— start of DOCUMENT PASSAGE —

CAIRO, Sept 10 (Reuters) - Egypt cancelled its second consecutive treasury bonds auction on Monday after banks and investors demanded high yields on the debt, statements by the central bank showed.
The Monday sale was for five and 10-year treasury bonds worth 3.5 billion Egyptian pounds ($196.74 million) and attracted yields between 18.4 - 18.6 percent, according to two bankers involved who participated in the auction.
It was not immediately clear whether the finance ministry would auction off the bonds in a private sale like it did on Tuesday with a five-year bond also worth 3.5 billion pounds , and officials were not immediately available for comment.
“What the government is doing, cancelling these auctions due to high yields, is very logical. How can the government sell at these prices for 10 years? ... We want to shrink the budget deficit, not increase it. It’s best to focus on treasury bills in the coming period,” one banker who spoke on condition of anonymity told Reuters.

— end of DOCUMENT PASSAGE —
— start of SUPPLIED RECORDS —

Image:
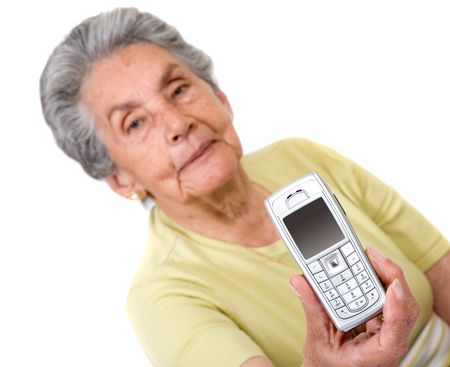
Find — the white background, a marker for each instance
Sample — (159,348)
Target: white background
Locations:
(370,79)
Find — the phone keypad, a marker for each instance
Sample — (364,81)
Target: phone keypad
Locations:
(345,283)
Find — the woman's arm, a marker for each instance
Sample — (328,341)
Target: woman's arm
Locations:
(439,277)
(258,362)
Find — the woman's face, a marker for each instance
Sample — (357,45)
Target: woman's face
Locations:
(167,130)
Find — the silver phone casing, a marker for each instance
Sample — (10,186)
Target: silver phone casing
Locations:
(308,189)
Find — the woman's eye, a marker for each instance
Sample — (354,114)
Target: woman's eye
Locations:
(180,90)
(135,124)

— end of SUPPLIED RECORDS —

**STATED PROBLEM A**
Answer these questions about the report on Egypt's canceled treasury bond auction:
(i) How much were the five- and 10-year bonds in the Monday sale worth, in Egyptian pounds?
(ii) Between what yields did the Monday sale attract bids, according to the two bankers?
(iii) What does the anonymous banker say it is best to focus on in the coming period?
**STATED PROBLEM B**
Write what comes next in the report on Egypt's canceled treasury bond auction, picking up after its final sentence.

**EXPECTED OUTPUT A**
(i) 3.5 billion Egyptian pounds
(ii) Between 18.4 and 18.6 percent
(iii) Treasury bills

**EXPECTED OUTPUT B**
Egypt aims to reach an average interest rate on government debt instruments in the current budget of about 14.7 percent compared with 18.5 percent in the 2017-2018 fiscal year, which ended on June 30.
The Arab world’s most populous country needs around 715 billion pounds in its 2018-2019 budget, of which 511 billion are in the form of domestic debt instruments and the rest are external financing from the issuance of bonds and an IMF loan. ($1 = 17.7900 Egyptian pounds) (Reporting by Ehab Farouk; Writing by Nadine Awadalla, Editing by William Maclean)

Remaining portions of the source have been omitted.